All of the entries are to be returned word for word.
──────── GIVEN RECORDS ────────
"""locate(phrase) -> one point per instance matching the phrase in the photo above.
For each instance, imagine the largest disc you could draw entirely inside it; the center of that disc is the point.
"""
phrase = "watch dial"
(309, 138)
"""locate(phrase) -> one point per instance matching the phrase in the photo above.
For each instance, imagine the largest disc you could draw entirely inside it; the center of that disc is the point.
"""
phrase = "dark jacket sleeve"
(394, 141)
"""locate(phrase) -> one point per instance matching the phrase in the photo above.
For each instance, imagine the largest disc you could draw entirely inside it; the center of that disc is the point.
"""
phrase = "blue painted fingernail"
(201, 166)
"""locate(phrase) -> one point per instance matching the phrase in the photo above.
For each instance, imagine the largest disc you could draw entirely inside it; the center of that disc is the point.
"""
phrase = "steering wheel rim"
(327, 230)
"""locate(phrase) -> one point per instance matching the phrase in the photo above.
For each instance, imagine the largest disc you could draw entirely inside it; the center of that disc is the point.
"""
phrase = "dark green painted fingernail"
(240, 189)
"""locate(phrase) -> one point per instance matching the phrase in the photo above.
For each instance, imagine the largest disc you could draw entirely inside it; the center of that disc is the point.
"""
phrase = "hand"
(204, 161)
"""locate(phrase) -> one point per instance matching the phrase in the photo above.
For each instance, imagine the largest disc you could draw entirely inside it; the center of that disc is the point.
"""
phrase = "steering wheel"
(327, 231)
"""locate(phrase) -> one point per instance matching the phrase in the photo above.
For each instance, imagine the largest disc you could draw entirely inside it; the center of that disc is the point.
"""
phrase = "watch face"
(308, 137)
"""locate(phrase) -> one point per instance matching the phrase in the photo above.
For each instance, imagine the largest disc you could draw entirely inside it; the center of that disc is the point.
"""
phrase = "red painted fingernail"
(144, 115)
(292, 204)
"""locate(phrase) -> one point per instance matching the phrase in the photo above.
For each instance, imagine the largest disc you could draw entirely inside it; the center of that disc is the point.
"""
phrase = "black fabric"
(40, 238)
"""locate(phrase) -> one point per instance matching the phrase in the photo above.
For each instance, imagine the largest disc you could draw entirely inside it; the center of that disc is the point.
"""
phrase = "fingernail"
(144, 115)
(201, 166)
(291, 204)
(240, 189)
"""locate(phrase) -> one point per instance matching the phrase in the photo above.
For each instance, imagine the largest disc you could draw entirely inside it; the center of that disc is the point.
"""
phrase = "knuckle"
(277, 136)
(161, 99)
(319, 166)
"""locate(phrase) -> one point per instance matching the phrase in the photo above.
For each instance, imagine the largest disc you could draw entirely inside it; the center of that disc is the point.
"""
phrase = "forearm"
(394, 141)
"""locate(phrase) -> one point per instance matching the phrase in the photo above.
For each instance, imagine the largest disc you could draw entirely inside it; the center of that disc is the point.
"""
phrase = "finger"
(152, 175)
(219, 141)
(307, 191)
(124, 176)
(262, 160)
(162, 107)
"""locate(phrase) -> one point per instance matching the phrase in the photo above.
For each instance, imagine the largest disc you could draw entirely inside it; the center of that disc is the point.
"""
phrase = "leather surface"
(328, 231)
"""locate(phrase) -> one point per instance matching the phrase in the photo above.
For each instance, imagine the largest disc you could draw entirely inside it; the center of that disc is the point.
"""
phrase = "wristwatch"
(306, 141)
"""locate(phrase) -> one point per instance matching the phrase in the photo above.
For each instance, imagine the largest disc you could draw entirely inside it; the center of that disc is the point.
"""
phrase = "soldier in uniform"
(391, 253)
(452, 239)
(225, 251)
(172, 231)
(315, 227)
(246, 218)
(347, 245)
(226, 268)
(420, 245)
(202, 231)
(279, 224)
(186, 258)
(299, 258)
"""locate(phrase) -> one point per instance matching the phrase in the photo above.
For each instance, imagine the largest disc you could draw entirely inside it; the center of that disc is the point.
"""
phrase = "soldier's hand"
────────
EXERCISE ANSWER:
"""locate(phrase) -> one point per instance matching the phrase in the photo above.
For each instance, imagine the largest disc you could draw entirely inside it; the center of that disc is the point.
"""
phrase = "watch dial"
(309, 138)
"""locate(phrase) -> one point per instance matching the phrase in the photo above.
For each instance, imagine the largest disc you could draw entirely inside it; the center of that disc is the point.
"""
phrase = "dark jacket sleeve"
(394, 141)
"""locate(phrase) -> one point per instance matching the phrase in the photo above.
For each instance, imagine the largest disc you could draw entirely inside it; the center of that disc is the point.
"""
phrase = "blue painted fingernail"
(201, 166)
"""locate(phrase) -> one point per instance matching the phrase in the photo above.
For each instance, imagine the largest disc you could draw entirely inside it; the center of that disc is the point.
"""
phrase = "steering wheel rim"
(327, 230)
"""locate(phrase) -> one point per instance matching the phrase in the photo above.
For each instance, imagine the largest disc you could draw entirely inside it; the center of that disc is the point.
"""
phrase = "dark green painted fingernail"
(240, 189)
"""locate(phrase) -> one point per instance matching the phrase in the photo above.
For each instance, imagine the largest disc you could draw entirely inside it; the center of that disc is the point.
"""
phrase = "hand"
(204, 161)
"""locate(phrase) -> one point per instance matching the phrase in the photo above.
For each instance, imagine the largest disc you could draw entirely inside it; the center of that disc is the point.
"""
phrase = "steering wheel"
(327, 231)
"""locate(phrase) -> one point per instance matching the phrase in the photo above.
For each instance, imagine the largest disc you could draw entirely inside it; the center of that disc is the point.
"""
phrase = "watch face"
(308, 137)
"""locate(phrase) -> one point per instance matching the phrase in the photo above.
For each instance, imagine the largest disc you could draw entirely inside it; the center of that disc is the point.
"""
phrase = "red painted fingernail"
(144, 115)
(292, 204)
"""locate(phrase) -> one point per instance matching the phrase in the photo above.
For each instance, imagine the largest disc you could draw entirely inside it; the center of that disc is the point.
"""
phrase = "black fabric"
(40, 238)
"""locate(phrase) -> one point per instance matching the phrase in the photo above.
For each instance, imagine the largest disc you could draw entirely inside it; the center of that disc is the point.
"""
phrase = "fingernail"
(144, 115)
(201, 166)
(291, 204)
(240, 189)
"""locate(phrase) -> one point per instance matching the phrase in the photo above.
For each instance, imagine the largest disc you could draw entirely inside it; the center of that disc is the point.
"""
phrase = "knuckle"
(277, 136)
(161, 99)
(319, 166)
"""locate(phrase) -> one point per instance matching the phrase in the photo above.
For each instance, imagine the largest disc you could draw entirely inside it; the center of that disc is the point.
"""
phrase = "forearm"
(394, 141)
"""locate(phrase) -> one point per instance matching the phrase in the photo above.
For each instance, imagine the largest disc you could draw entirely inside it; the center of that disc is the point.
"""
phrase = "finger"
(152, 175)
(219, 141)
(307, 191)
(124, 176)
(262, 160)
(162, 107)
"""locate(phrase) -> one point per instance matching the phrase in the photo above.
For each instance, imagine the largest disc you could draw entirely inside it; the center of that disc is the point.
"""
phrase = "leather surface"
(328, 231)
"""locate(phrase) -> one point per instance matching the phrase in the photo above.
For each instance, imagine the largest disc you could draw entirely inside it; the center of that disc is the point.
"""
phrase = "wristwatch"
(306, 141)
"""locate(phrase) -> one point per instance matching the phrase in the photo above.
For each instance, imagine the largest disc you could draw entirely inside it; the center of that disc is the point.
"""
phrase = "soldier in uniform"
(391, 253)
(452, 239)
(225, 251)
(172, 231)
(315, 227)
(246, 218)
(347, 245)
(226, 268)
(420, 245)
(202, 231)
(279, 224)
(186, 258)
(299, 258)
"""locate(phrase) -> one point per instance matching the phrase in the photo above.
For each instance, imagine the largest disc you could draw entirely inside it; the center of that disc is the point.
"""
phrase = "soldier's hand"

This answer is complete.